◆ The input:
BEGIN
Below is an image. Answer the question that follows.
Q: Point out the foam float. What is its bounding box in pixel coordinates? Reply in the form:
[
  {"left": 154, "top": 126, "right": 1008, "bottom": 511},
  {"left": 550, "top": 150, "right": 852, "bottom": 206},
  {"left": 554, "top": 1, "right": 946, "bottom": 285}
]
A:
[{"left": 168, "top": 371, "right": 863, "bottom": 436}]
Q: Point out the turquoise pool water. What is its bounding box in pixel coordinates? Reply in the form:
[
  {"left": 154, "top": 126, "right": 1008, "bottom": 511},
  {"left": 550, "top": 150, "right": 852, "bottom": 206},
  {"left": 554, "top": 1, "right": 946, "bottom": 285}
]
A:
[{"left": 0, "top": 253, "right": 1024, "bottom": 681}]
END
◆ What the task requires:
Reproduce every item above word for word.

◆ Answer in full:
Below is an image. Answer the question that follows.
Q: Point out the foam float. What is its bounding box in pixel coordinates? Reply in the form:
[
  {"left": 154, "top": 126, "right": 1008, "bottom": 511},
  {"left": 550, "top": 150, "right": 852, "bottom": 206},
  {"left": 554, "top": 1, "right": 946, "bottom": 285}
]
A:
[{"left": 168, "top": 371, "right": 863, "bottom": 436}]
Q: Point out the turquoise pool water. What is its bounding box in pixel coordinates? Reply in the form:
[
  {"left": 154, "top": 126, "right": 1008, "bottom": 511},
  {"left": 550, "top": 150, "right": 852, "bottom": 206},
  {"left": 554, "top": 1, "right": 946, "bottom": 285}
]
A:
[{"left": 0, "top": 253, "right": 1024, "bottom": 681}]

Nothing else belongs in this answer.